(Dataset rows on where objects appear)
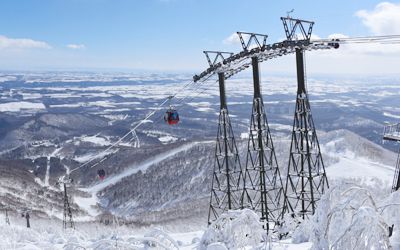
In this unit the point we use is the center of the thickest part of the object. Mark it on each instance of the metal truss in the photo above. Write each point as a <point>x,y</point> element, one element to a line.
<point>218,56</point>
<point>227,173</point>
<point>263,188</point>
<point>242,60</point>
<point>254,39</point>
<point>306,179</point>
<point>292,26</point>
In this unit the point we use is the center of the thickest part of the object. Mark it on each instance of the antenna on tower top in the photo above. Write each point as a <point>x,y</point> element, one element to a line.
<point>289,12</point>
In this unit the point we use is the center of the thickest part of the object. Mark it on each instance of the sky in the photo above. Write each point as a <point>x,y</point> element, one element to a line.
<point>170,35</point>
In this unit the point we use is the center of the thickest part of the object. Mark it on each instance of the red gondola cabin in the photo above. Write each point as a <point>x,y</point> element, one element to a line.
<point>171,117</point>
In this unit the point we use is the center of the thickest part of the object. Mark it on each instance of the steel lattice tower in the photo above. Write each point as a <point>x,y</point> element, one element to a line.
<point>306,178</point>
<point>67,219</point>
<point>225,194</point>
<point>263,188</point>
<point>392,133</point>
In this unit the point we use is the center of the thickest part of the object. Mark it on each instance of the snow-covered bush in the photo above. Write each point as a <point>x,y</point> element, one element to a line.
<point>347,217</point>
<point>233,230</point>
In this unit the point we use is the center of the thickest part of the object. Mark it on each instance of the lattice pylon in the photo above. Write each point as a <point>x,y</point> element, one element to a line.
<point>67,218</point>
<point>306,179</point>
<point>227,173</point>
<point>263,188</point>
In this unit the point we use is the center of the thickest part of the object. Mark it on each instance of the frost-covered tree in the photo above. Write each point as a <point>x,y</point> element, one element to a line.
<point>347,217</point>
<point>234,230</point>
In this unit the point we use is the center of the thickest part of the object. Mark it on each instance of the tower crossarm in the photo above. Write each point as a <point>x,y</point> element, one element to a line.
<point>297,29</point>
<point>235,63</point>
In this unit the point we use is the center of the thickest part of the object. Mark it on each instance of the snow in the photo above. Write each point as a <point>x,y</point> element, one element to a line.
<point>20,106</point>
<point>136,168</point>
<point>167,139</point>
<point>391,115</point>
<point>359,168</point>
<point>96,140</point>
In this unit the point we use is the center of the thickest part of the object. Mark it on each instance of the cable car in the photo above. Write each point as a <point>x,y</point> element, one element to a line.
<point>171,117</point>
<point>101,173</point>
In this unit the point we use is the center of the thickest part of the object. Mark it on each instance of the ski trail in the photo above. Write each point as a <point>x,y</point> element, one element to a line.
<point>90,204</point>
<point>136,168</point>
<point>47,177</point>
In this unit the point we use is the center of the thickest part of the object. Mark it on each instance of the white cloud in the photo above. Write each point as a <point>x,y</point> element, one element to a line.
<point>384,19</point>
<point>22,43</point>
<point>76,46</point>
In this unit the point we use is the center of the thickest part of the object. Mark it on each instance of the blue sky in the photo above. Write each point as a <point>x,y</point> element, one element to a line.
<point>157,34</point>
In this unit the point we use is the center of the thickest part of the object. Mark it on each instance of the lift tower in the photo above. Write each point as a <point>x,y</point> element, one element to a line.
<point>263,188</point>
<point>392,133</point>
<point>306,179</point>
<point>227,174</point>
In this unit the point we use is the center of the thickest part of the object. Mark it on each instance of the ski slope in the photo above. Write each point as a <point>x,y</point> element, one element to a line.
<point>136,168</point>
<point>89,204</point>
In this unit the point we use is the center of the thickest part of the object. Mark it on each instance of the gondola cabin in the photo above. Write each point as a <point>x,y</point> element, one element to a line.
<point>171,117</point>
<point>101,173</point>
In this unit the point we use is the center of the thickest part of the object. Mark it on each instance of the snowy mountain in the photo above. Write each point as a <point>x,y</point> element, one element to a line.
<point>53,124</point>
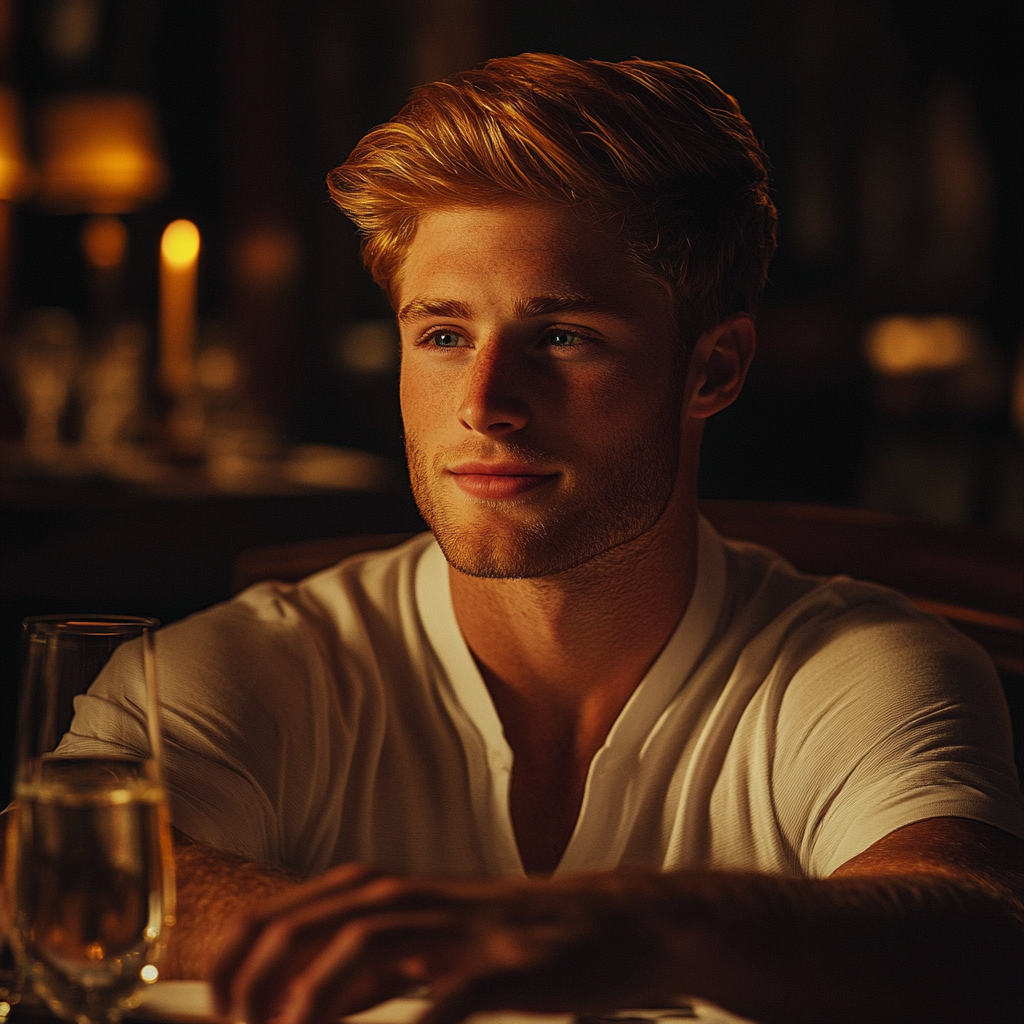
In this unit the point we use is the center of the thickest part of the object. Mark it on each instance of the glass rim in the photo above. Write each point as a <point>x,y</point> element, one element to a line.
<point>87,623</point>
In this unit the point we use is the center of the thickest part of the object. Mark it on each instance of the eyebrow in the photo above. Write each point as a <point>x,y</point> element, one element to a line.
<point>538,305</point>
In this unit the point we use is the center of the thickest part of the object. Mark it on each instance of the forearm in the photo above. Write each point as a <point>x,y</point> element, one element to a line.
<point>928,947</point>
<point>212,887</point>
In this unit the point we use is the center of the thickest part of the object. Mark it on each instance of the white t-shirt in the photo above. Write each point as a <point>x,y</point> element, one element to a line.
<point>788,723</point>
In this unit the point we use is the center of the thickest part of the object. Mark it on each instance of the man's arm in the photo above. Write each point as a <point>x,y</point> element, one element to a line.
<point>213,887</point>
<point>925,926</point>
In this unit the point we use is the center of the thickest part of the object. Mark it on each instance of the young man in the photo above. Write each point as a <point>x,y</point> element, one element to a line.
<point>627,761</point>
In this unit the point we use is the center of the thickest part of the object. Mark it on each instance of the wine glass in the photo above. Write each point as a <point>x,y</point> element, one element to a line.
<point>92,868</point>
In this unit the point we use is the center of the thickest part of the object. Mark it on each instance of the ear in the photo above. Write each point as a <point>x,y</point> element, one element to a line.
<point>718,366</point>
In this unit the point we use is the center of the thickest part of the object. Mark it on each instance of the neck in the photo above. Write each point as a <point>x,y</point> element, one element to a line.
<point>562,654</point>
<point>589,635</point>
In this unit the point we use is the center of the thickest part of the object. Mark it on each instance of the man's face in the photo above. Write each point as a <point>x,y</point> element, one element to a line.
<point>541,389</point>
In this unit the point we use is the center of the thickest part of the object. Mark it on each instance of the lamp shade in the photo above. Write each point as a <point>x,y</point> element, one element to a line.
<point>100,153</point>
<point>14,172</point>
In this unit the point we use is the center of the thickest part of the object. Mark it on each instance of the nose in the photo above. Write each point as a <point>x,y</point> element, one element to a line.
<point>494,401</point>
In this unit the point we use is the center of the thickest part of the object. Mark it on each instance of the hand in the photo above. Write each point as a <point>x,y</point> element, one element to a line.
<point>352,938</point>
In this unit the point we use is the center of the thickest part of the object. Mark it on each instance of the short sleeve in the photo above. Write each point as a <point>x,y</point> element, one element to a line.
<point>896,719</point>
<point>238,683</point>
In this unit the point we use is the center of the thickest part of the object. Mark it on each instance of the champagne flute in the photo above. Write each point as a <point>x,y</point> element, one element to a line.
<point>92,868</point>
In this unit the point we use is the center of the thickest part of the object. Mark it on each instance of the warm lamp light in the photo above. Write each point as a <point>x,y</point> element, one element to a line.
<point>898,346</point>
<point>100,153</point>
<point>179,243</point>
<point>178,273</point>
<point>14,173</point>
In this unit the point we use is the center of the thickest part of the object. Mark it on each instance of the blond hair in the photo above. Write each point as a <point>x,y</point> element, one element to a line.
<point>653,150</point>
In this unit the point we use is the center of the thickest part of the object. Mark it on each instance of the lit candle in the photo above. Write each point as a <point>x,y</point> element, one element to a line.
<point>178,265</point>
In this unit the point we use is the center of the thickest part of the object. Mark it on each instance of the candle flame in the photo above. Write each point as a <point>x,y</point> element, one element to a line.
<point>179,244</point>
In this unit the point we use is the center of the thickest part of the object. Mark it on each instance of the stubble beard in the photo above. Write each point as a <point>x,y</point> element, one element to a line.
<point>606,505</point>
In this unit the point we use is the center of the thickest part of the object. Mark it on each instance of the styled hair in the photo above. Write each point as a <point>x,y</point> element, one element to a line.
<point>652,151</point>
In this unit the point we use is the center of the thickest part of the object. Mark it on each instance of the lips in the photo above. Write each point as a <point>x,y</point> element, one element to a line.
<point>498,480</point>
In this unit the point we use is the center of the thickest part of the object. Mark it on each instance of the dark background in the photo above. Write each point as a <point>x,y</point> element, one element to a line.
<point>872,113</point>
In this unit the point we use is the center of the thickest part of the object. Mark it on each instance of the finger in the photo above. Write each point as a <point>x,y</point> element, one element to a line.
<point>246,928</point>
<point>367,962</point>
<point>286,946</point>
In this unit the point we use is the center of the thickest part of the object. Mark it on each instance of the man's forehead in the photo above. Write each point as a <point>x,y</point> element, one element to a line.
<point>551,257</point>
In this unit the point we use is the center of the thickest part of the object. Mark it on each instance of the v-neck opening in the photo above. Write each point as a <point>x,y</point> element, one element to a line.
<point>611,771</point>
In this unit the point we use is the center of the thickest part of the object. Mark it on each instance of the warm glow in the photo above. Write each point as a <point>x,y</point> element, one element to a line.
<point>13,169</point>
<point>897,346</point>
<point>179,245</point>
<point>178,281</point>
<point>104,241</point>
<point>100,153</point>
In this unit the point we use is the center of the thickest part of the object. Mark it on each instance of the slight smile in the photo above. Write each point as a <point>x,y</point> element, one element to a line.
<point>498,481</point>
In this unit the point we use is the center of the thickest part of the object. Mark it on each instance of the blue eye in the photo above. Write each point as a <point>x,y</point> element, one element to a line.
<point>563,339</point>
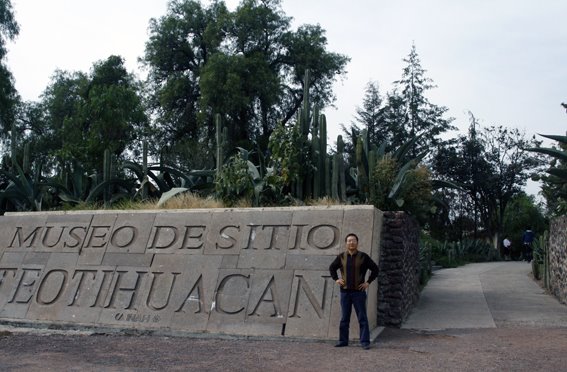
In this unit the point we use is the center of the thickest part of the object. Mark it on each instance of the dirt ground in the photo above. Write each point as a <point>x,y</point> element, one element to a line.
<point>496,349</point>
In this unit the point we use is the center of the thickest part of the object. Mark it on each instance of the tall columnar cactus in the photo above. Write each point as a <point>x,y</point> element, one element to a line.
<point>322,157</point>
<point>342,180</point>
<point>363,171</point>
<point>106,176</point>
<point>145,180</point>
<point>220,143</point>
<point>26,162</point>
<point>13,144</point>
<point>335,177</point>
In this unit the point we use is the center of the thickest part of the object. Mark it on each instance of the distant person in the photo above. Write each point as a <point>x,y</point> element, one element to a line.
<point>507,244</point>
<point>353,266</point>
<point>527,240</point>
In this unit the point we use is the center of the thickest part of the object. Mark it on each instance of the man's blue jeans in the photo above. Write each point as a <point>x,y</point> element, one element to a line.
<point>356,299</point>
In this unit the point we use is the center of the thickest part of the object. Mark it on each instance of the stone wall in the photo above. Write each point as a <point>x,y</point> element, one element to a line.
<point>245,272</point>
<point>558,258</point>
<point>398,288</point>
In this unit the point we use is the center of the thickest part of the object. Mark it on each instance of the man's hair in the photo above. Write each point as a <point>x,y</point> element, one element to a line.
<point>351,234</point>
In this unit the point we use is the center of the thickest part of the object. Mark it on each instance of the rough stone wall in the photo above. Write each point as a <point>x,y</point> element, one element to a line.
<point>398,281</point>
<point>558,258</point>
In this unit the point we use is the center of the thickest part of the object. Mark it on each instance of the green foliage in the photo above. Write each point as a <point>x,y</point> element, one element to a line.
<point>521,212</point>
<point>401,186</point>
<point>237,180</point>
<point>247,65</point>
<point>9,98</point>
<point>25,192</point>
<point>457,253</point>
<point>554,188</point>
<point>491,166</point>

What the exercise asks:
Please substitute "widest" for "thickest" in the rows, starting with the line with "of the candle" and going on through the line with "<point>606,505</point>". Give only those lines, otherwise unchanged.

Result for this task:
In this unit the point we use is the center of the widest part of the object. Mark it on each instance of the candle flame in the photo above. Write each point as a <point>x,y</point> element, one element to a line.
<point>179,244</point>
In this unit the point we use is the center of the widest part of the object. Mark it on each instance of the stubble beard in the photo above. Write each point as a <point>x,y</point> element, one element to a line.
<point>606,505</point>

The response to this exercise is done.